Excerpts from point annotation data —
+ + + + +

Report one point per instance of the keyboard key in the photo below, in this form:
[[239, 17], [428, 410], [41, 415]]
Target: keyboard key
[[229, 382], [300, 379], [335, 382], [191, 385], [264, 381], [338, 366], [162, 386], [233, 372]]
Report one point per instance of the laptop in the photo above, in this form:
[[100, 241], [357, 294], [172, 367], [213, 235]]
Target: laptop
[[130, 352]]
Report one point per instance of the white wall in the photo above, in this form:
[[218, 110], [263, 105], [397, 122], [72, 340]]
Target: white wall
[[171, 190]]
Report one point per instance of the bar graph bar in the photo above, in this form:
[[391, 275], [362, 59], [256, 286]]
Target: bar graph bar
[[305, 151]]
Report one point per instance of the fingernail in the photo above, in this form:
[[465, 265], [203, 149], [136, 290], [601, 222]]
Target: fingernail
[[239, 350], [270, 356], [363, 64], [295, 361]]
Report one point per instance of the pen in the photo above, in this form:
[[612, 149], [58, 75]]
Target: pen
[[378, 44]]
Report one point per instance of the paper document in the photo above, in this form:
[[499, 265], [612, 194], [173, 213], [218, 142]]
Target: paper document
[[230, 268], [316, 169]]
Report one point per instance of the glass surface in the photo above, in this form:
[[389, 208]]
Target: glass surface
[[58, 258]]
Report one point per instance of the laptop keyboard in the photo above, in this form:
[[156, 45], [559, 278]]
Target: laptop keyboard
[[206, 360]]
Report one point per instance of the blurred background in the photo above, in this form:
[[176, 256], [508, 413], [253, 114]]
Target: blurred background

+ + + + +

Task requirements — Repeat the records exactly, including every line.

The response —
Report one point per instance of the keyboard key in the photo below, in this form:
[[239, 17], [428, 410], [41, 415]]
Target: keyboard key
[[229, 382], [300, 379], [335, 382], [191, 385], [264, 381], [338, 366], [162, 386], [233, 372]]
Report one point per instance of the laptop in the photo above, in this form:
[[100, 241], [357, 294], [172, 367], [213, 235]]
Target: laptop
[[130, 352]]
Report one point per instance of the white wall in the photo above, in this form:
[[218, 110], [263, 105], [397, 122], [72, 340]]
Target: white wall
[[171, 190]]
Report one point per instance of the bar graph bar in the photo above, in this form:
[[391, 275], [362, 59], [256, 286]]
Target: bar graph bar
[[305, 151]]
Report one point per instance of the fingernail in the photo above, in this form:
[[465, 265], [203, 149], [136, 290], [601, 222]]
Target: fingernail
[[239, 350], [270, 356], [363, 64], [295, 361]]
Report one point per instance of the pen in the photo above, in this form:
[[612, 149], [58, 75]]
Target: pen
[[378, 44]]
Report one point per instance of the paper document in the photo above, in this form:
[[499, 265], [612, 194], [173, 213], [218, 142]]
Target: paper document
[[230, 268], [316, 169]]
Report one point per instance of the glass surface in the photo above, in this form:
[[389, 208]]
Target: glass surface
[[58, 258]]
Report one point per instance of the laptop keyboard in the photo above, in this form:
[[156, 45], [559, 278]]
Target: laptop keyboard
[[206, 360]]
Report one point per instance of the blurred background in the photo above, in this form:
[[176, 256], [508, 413], [253, 114]]
Target: blurred background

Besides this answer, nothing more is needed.